YOUR INSTRUCTIONS:
Your answer should repeat every record verbatim.

Referring expression data:
/---
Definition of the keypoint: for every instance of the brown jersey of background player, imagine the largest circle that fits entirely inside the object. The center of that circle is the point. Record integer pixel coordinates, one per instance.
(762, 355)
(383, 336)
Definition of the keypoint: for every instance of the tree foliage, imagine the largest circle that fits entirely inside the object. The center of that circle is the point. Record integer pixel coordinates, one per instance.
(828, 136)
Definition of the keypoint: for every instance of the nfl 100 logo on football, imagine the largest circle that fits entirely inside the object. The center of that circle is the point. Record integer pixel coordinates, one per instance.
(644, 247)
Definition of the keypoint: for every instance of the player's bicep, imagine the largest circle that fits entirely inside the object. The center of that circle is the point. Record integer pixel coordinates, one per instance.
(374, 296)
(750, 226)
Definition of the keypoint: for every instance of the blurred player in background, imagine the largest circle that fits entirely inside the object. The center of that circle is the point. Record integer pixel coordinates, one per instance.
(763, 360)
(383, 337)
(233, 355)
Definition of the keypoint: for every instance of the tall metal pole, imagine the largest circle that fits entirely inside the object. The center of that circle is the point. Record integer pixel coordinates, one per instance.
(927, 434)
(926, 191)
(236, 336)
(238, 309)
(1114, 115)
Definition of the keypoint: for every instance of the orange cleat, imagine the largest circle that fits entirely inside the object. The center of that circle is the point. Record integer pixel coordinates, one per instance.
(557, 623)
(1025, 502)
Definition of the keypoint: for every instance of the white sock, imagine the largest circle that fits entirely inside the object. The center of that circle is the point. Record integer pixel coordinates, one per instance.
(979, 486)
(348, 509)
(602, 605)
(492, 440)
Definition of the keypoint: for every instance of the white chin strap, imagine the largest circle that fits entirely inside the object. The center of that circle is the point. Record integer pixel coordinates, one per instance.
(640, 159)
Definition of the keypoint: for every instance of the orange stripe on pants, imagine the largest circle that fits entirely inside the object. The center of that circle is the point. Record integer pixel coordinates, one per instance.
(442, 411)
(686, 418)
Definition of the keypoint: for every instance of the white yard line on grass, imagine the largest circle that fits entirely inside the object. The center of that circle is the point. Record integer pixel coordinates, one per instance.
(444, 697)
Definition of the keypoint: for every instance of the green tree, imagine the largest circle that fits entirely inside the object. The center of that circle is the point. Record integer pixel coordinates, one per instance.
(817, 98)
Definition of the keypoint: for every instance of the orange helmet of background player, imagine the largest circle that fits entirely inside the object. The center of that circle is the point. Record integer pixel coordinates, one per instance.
\---
RESPONSE TO THIS EXERCISE:
Definition of the keypoint: for every instance of the brown jersey of background player, imagine the largest circle that fits entirely inside the object. The center of that circle is the point. Record integer pixel coordinates, one per instance.
(762, 355)
(383, 336)
Definition of the keypoint: for every instance of the tree foliage, imagine the largest circle that fits entirely inside the object. The center of that circle is the point. Record integer pixel coordinates, one per instance.
(828, 136)
Definition of the keypoint: for every instance of the nfl 100 logo on football, imagine the largest circle that fits entirely inside the object. The center of that circle is the point. Record integer pixel coordinates, one per instance.
(644, 247)
Definition of the keypoint: for every instance of the player's bicep, imagine the largest circle that fits entirely inside the object. The center of that circle is the point. Record integer pixel coordinates, one per instance.
(374, 296)
(750, 226)
Definition of the keypoint: for every instance of the blurred player in background, imagine the largest circle that fits entirely inside the object. The center of that circle is the point. Record integer pixel coordinates, one per instance.
(763, 360)
(383, 337)
(233, 355)
Definition of the keypoint: for every instance of the tall metal pole, imagine the largest circle that fits entirely inside the object. The center of that circle is the point. Record integer pixel coordinates, one per instance.
(927, 434)
(926, 191)
(236, 336)
(238, 309)
(1114, 115)
Definition of the keypoint: for every instance of the orange cleat, imagine the largest circle that fits entirely inside the object. The center of that circle is the point. Record integer pixel coordinates, one per instance.
(557, 623)
(1025, 502)
Definition of the keypoint: for every instance of the white sock, imagine the largest circle that fits entirely inside the object. The center of that circle is the point. Record integer pixel coordinates, one per instance.
(979, 486)
(348, 509)
(602, 605)
(492, 440)
Definition of the keypoint: for every instance of the white chin strap, imagine the largest circle that fits entirely inside the object. The center of that circle is the point. Record integer pixel coordinates, one per instance.
(640, 159)
Definition of the keypoint: for every instance of the orange stripe on pants, imagine the largest circle that fits entirely inside the object. The center of that circle is the point. Record integer pixel coordinates, one per instance.
(442, 411)
(686, 418)
Definition of the keypoint: for every instance of the white yard line on grass, imagine the largest circle that fits entirely inside the object. The center of that circle is the point. Record integer pixel coordinates, one per instance.
(444, 697)
Definition of the keypoint: for every instance of the green tree, imagine the largest circle that fits entirely inside the object. The center of that circle is the point. Record integer pixel coordinates, one per instance.
(817, 98)
Definition of the keypoint: for every instance of the orange helmet of background player, imagine the largest circle that fits entirely inside the object. The center of that circle is the point. Record integer pixel coordinates, one per instance.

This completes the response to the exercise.